SOURCE PASSAGE:

Woman credits her dog for detecting breast cancer

ROCHESTER, Minn. –   Doctors recommend women start getting regular mammograms at 40 years old to detect breast cancer. In the fall of 2014, a student attending classes at Minnesota School of Business in Rochester learned she had an aggressive form of breast cancer. But how her cancer was first detected is an incredible story.

Most dog owners will tell you their dog can do some impressive tricks, but Tara Leonard’s dog, Willow might have saved her life.

“I was laying in bed studying for a test,when Willow jumped up on the bed, put her nose to my left side, I told her to get down I was busy studying,” explains Tara.

Despite the command to “get down” the Golden Retriever/St. Bernard mix was persistent and jumped back up. Tara noticed this was strange for her usually, well-behaved dog.

“She got down on the floor and was sneezing and doing whatever she could, just being weird. Jumped back up on the bed and this time, it was wet slimy and gross and I went to wipe it off and that’s when I felt the lump.”

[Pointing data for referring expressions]

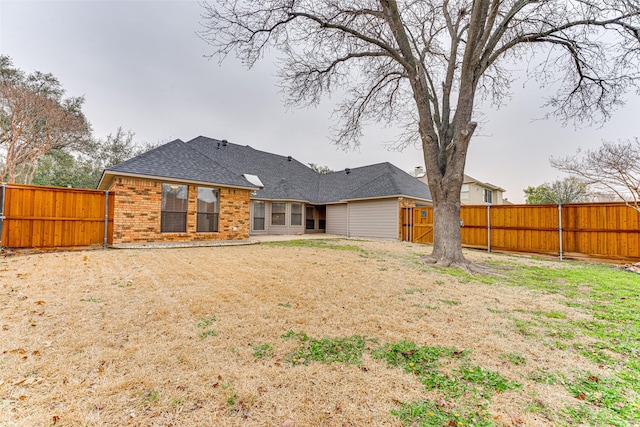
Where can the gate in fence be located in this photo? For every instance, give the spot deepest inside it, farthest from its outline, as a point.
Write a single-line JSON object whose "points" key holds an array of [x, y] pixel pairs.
{"points": [[598, 230], [51, 217]]}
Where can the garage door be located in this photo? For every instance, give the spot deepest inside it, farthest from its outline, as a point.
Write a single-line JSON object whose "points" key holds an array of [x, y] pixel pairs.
{"points": [[377, 218]]}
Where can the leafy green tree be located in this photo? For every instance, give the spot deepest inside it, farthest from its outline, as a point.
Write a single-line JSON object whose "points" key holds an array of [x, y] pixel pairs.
{"points": [[35, 119], [83, 169], [567, 190]]}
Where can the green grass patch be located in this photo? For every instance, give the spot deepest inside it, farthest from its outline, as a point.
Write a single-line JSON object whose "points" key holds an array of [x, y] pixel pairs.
{"points": [[261, 351], [347, 350], [429, 414], [204, 326], [611, 297]]}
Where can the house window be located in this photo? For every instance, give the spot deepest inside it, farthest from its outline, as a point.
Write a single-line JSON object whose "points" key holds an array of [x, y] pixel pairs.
{"points": [[487, 196], [258, 215], [174, 208], [296, 214], [464, 192], [208, 209], [278, 210]]}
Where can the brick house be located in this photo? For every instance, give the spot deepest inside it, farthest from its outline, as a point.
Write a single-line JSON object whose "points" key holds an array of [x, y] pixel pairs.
{"points": [[207, 189]]}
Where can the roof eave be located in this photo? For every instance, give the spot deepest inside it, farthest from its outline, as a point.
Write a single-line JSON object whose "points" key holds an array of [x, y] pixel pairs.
{"points": [[113, 174], [393, 196]]}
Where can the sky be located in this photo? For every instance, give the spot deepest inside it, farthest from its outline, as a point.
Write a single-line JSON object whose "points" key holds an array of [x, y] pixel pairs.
{"points": [[141, 66]]}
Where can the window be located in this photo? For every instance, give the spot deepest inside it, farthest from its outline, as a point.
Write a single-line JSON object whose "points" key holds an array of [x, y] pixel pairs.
{"points": [[258, 215], [208, 209], [487, 196], [464, 192], [278, 210], [296, 214], [174, 208]]}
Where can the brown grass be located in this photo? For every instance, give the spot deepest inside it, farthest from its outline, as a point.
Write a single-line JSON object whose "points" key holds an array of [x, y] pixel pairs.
{"points": [[110, 338]]}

WHAT TO PRODUCE: Reproduce word for word the portion of the article about the dog and the breast cancer diagnosis, starting with "Woman credits her" and going on through "an incredible story.".

RESULT OF THE EXERCISE:
Woman credits her dog for detecting breast cancer

ROCHESTER, Minn. –   Doctors recommend women start getting regular mammograms at 40 years old to detect breast cancer. In the fall of 2014, a student attending classes at Minnesota School of Business in Rochester learned she had an aggressive form of breast cancer. But how her cancer was first detected is an incredible story.